Point placement records:
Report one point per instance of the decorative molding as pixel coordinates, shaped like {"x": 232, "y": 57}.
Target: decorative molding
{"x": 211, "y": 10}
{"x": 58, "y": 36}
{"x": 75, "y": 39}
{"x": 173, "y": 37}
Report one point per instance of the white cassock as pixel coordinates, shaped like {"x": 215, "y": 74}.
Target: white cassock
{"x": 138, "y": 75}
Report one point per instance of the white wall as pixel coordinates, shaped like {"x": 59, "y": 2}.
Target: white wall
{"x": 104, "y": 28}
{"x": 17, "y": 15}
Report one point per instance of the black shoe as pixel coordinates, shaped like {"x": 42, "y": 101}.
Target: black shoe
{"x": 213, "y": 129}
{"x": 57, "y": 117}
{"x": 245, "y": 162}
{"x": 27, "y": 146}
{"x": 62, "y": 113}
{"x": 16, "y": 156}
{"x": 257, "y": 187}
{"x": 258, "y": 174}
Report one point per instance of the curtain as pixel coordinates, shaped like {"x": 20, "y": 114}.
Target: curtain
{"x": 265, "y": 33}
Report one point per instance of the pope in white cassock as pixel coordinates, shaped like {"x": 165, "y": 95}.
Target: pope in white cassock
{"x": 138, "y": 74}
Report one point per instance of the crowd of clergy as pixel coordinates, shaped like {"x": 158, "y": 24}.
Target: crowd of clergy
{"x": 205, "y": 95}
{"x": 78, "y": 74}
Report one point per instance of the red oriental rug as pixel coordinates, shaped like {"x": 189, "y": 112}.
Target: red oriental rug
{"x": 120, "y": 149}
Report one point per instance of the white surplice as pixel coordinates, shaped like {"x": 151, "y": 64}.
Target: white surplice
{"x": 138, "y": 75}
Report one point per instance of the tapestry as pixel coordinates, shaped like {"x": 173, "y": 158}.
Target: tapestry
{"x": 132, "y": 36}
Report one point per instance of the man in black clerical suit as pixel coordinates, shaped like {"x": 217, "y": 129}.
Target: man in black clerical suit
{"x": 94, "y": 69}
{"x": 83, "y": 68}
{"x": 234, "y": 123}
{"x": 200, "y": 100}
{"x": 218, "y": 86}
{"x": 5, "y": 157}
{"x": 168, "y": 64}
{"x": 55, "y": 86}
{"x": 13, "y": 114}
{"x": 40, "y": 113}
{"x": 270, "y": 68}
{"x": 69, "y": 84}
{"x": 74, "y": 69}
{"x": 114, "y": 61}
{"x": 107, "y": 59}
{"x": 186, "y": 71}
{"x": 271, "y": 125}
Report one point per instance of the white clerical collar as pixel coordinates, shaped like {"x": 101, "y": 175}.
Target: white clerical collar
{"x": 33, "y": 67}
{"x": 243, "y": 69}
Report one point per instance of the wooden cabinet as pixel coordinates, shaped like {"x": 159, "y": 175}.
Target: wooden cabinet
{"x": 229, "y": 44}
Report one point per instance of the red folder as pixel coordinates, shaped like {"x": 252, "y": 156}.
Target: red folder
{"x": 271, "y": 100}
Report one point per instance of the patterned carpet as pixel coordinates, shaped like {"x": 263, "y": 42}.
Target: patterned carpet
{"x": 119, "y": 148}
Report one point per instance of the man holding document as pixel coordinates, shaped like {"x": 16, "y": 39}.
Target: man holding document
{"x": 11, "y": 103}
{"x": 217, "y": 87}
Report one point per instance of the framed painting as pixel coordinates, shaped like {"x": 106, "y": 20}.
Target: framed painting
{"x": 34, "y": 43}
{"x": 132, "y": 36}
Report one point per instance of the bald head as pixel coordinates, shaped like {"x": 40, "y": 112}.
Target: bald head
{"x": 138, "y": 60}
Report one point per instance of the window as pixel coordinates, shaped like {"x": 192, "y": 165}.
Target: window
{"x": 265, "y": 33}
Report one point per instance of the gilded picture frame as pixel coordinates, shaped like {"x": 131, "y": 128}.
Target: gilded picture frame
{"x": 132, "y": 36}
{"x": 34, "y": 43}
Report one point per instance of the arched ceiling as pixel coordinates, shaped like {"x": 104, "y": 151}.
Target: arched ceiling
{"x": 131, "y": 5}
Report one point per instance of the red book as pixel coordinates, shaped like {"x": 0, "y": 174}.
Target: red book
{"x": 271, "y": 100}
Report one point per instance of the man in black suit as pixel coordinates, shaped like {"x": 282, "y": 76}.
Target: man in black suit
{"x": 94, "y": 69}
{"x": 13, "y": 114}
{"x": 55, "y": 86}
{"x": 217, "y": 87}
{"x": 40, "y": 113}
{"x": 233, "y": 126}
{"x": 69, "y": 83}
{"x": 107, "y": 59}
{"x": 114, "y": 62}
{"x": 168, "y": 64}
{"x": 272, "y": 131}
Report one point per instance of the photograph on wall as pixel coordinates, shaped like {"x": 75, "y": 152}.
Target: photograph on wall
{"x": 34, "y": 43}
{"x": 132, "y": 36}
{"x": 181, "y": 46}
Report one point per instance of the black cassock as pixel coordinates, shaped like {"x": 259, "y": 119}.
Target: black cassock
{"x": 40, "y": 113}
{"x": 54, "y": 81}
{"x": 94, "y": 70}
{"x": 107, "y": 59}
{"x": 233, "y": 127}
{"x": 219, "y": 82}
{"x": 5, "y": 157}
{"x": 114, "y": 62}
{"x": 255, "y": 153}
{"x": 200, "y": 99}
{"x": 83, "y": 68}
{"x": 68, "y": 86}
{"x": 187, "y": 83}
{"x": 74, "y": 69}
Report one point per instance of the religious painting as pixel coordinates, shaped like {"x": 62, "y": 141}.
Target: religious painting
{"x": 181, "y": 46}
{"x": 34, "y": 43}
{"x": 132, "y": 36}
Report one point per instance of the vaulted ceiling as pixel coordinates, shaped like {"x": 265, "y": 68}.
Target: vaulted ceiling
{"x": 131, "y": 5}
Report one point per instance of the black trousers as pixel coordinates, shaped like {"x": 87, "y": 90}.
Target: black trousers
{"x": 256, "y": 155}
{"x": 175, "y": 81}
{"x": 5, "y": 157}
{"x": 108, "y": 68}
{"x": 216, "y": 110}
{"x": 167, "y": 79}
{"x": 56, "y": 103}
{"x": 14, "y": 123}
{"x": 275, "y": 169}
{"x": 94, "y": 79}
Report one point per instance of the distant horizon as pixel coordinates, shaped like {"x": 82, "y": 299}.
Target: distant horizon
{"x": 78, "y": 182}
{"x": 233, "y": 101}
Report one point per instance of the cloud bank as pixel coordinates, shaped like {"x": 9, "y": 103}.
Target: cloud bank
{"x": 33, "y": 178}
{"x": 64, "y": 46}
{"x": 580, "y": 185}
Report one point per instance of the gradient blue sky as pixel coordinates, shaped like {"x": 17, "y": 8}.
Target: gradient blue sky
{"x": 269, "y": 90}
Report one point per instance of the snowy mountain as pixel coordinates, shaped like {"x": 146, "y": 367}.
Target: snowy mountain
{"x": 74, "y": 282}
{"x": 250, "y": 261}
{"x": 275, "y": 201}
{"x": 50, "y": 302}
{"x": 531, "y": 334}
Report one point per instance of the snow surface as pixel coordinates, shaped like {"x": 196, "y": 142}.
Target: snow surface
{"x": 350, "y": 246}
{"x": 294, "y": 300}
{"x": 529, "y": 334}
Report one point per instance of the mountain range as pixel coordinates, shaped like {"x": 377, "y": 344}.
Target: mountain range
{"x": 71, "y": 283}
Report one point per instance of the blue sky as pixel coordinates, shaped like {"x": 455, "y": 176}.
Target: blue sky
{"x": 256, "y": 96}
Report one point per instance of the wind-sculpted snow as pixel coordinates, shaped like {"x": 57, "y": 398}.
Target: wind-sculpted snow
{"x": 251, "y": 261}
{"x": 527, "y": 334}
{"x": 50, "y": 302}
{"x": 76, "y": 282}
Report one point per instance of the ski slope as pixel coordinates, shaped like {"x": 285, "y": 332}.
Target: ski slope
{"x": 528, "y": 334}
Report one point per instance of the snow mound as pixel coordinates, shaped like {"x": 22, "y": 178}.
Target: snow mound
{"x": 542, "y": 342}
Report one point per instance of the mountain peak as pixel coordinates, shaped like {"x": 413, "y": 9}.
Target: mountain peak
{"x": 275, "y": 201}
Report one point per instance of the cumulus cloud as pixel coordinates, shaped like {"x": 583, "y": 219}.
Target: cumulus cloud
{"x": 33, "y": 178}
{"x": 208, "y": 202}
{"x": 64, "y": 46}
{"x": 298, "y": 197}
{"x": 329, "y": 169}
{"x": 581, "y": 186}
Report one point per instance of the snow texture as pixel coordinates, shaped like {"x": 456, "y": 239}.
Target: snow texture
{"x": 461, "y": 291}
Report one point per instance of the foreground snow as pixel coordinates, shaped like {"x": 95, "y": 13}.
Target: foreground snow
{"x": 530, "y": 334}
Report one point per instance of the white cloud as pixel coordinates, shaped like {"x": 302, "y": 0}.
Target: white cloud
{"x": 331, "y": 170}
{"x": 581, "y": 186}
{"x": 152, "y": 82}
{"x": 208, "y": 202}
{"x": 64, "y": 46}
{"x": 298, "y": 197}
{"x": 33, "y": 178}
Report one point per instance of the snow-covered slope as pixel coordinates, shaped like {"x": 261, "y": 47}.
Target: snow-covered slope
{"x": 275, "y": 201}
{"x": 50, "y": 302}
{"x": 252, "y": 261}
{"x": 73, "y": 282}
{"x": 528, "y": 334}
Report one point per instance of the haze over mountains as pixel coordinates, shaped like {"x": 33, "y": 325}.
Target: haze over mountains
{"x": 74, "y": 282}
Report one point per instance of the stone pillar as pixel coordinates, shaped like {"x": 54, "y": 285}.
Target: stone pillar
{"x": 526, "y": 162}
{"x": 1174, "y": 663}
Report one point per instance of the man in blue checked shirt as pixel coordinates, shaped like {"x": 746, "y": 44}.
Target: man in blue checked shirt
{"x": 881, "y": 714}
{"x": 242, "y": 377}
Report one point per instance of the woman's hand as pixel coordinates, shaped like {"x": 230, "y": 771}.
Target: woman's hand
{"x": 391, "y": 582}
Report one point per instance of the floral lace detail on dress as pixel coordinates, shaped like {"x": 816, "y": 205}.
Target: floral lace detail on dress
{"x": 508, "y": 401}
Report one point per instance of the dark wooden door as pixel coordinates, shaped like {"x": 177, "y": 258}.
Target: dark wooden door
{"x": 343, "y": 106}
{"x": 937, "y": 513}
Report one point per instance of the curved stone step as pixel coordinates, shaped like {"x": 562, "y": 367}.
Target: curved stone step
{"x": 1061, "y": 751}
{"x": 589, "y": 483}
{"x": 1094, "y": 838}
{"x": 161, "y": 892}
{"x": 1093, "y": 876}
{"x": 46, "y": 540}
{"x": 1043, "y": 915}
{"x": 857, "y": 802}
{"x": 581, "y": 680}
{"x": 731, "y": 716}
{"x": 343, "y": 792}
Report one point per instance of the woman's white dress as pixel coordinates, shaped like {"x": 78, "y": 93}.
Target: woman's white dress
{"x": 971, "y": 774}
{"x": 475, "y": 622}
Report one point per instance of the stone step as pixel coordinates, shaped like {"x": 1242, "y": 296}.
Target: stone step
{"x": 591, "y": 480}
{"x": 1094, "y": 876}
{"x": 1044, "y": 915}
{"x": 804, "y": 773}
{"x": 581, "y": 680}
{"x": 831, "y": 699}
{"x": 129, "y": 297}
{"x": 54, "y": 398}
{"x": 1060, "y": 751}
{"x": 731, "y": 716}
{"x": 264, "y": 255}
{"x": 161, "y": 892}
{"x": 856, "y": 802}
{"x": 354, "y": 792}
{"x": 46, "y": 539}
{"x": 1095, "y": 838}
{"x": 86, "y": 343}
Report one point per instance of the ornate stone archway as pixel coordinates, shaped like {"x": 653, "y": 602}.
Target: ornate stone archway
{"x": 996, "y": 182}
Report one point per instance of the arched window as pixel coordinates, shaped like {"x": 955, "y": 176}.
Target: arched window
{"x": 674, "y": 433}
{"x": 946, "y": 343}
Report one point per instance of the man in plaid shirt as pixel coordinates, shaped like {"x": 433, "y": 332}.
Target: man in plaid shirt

**WHAT TO WORK ON:** Exactly reproduce the lines from the one containing "Report one point per instance of the ornate" through the end of the records, and only those lines.

**WORKED SOLUTION:**
Report one point per instance of the ornate stone archway as pixel coordinates, shaped like {"x": 653, "y": 602}.
Target: ornate stone archway
{"x": 996, "y": 182}
Report one point per instance of the arched window as pixel coordinates, shaped like {"x": 955, "y": 176}.
Target: arched window
{"x": 674, "y": 433}
{"x": 946, "y": 343}
Report one point per instance of the man in plaid shirt as pixel coordinates, shaped like {"x": 433, "y": 332}.
Target: man in plaid shirt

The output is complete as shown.